Metin

________________________________________

Sektör Köy Dernek Vakıf
Yayınlama Tarihi 04 Eylül 2010
ÇANKIRI ATKARACALAR DUMANLI BELDESİ ILIPINAR KÖYÜ  ASKER BALIKLAR

.
Çankırı ili Atkaracalar ilçesine bağlı olan Ilıpınar köyünde bulunan Asker balıklar.

XGFBUUGasker_baliklar_atkaracalar_ilipinar_koyu_cankiri_3.jpg


Halk arasında “Yaralı Balıklar”, “Asker Balıklar” diye anılmaktadır. Prof. Dr. Mahmut Tezcan “Savaş Balıkları” demiştir.

Bu balıkların yaygın şekilde gündeme gelmesi 1974 Kıbrıs Savaşı dönemidir. Ondan önce de bu balıklarlardan bahsedildiği, ama Kıbrıs Savaşı’ndan bu olayın yeniden gündeme geldiği ve bu dönmede bu olayın yeniden bizzat yaşayanlar tarafından görülüp, şahit olunduğu dile getirilmektedir. Yani efsane 1974 yılında bizzat yaşanmış ve gerçek olduğu çevre halkı tarafından görüldüğü dile getirilmiştir.

Yaralı balıklar, sadece köyde değil, çevrede de tanınmakta ve adından bahsettirmektedir. Adı etrafında değişik efsanelerle de anılmaktadır. Mesela, balıkların katıldığı ama günümüzde bilinmeyen bir savaşta vurularak yaralandığı (gazi) anlatılırken diğer yandan Kıbrıs Savaşı’na 1974 yılında katıldığı daha önce Yunan Savaşına ve başka savaşlara da katılmış oldukları belirtiliyor. Bunun yanında bu balıkların kendi varlıklarını korudukları da anlatılanlar arasındadır. Bu balıklar bulundukları mevkiden uzaklaştığında veya birisi tarafından uzaklaştırıldığında tutularak zarar verildiği halde mutlaka onlarında bu kişilere zarar verdikleri belirtilmekte ve çevredeki insanlar tarafından teyit edilmektedir.

Balıkların buraya nereden ve nasıl geldikleri hakkında hiçbir bilgi yoktur. Köyün hemen yakınında bulunan doğal bir göl vardır. Balıklar bu gölde yaşamaktadır. Köylüler balıklar için özel bir çaba gösterilmediğini ama burada balıkların tamamen doğal şartlar altında hayatlarını sürdürdüklerini belirtmektedir.Gölün balık gelecek şekilde başka bir su kaynağı ile bağlantısı da yoktur.

Köylüler ve civar köylerde bulunanlar bu balıklar sorulduğunda mistik bir havaya büründürülerek bu balıkların eren / evliya gözüyle anlatıldığına şahit olunuyor. Şimdi de günümüzde anlatıldığı haliyle “yaralı balıklar” aslında “Gazi Balıklar” diyebileceğimiz anlatılarla konuyu belirliyorlar. Çünkü, balıkların vücudundaki / sırtında diye söylüyorlar- yaralar, balıkların yine bir savaş zamanı , savaşa katıldığını, bir sıkıntılı an geçirerek, askerin tarandığını bu sırada balıkların yaralandığını anlatmaktadırlar. Savaş sonrasında balıklar döndüğünde, yaralanmış olduğunu köylüler fark ediyor. Ama bu yaralar aradan uzun zaman da geçse hala iyi olmamış ve yaralı balıklar hayatlarını böyle sürdürmektedirler.

________________________________________

Yazılı alıştırma 1
Asker balıklarla ilgili metinde bu balıklara verilen adların hepsini sırala.
Yazılı alıştırma 2
Kayıtlarda "Objective — drop a marker on each instance of the wispy" geçen satırdan başla, "[[1185, 39], [1174, 344]]" geçen satırdan sonra dur ve bu satırları ölçekle. Her satırı eksiksiz yeniden yaz, yalnızca cevaplardaki koordinatları 2,4 ile çarpıp tam sayıya yuvarla (buçuklar yukarı).
Metin ile kayıtlar birbirinden bağımsız malzemelerdir.

Girdi
________________________________________

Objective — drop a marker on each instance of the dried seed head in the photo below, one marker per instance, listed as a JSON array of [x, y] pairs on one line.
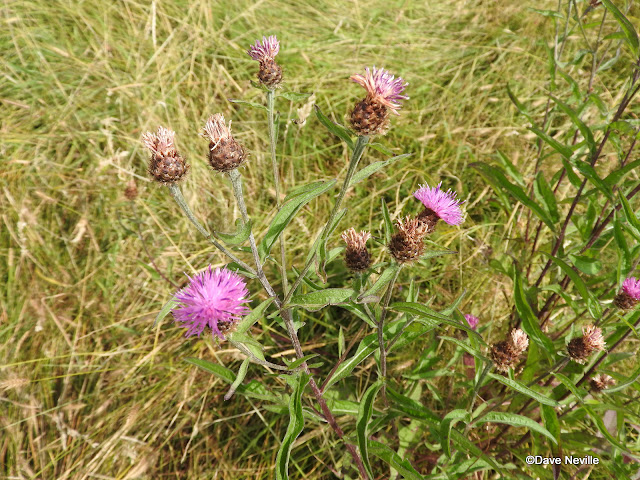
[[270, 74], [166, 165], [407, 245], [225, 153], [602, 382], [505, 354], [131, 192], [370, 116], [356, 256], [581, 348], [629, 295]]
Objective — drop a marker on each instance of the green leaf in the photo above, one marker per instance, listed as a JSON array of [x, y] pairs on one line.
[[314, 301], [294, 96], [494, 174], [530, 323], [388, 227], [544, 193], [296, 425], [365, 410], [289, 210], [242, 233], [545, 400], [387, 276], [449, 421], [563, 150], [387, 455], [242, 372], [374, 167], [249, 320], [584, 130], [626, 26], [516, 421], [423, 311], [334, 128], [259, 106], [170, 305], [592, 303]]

________________________________________

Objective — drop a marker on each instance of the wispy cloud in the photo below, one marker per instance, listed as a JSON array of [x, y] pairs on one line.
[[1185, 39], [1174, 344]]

________________________________________

Görev cevabı 1
Yaralı Balıklar, Asker Balıklar, Savaş Balıkları, Gazi Balıklar

Görev cevabı 2
Objective — drop a marker on each instance of the wispy cloud in the photo below, one marker per instance, listed as a JSON array of [x, y] pairs on one line.
[[2844, 94], [2818, 826]]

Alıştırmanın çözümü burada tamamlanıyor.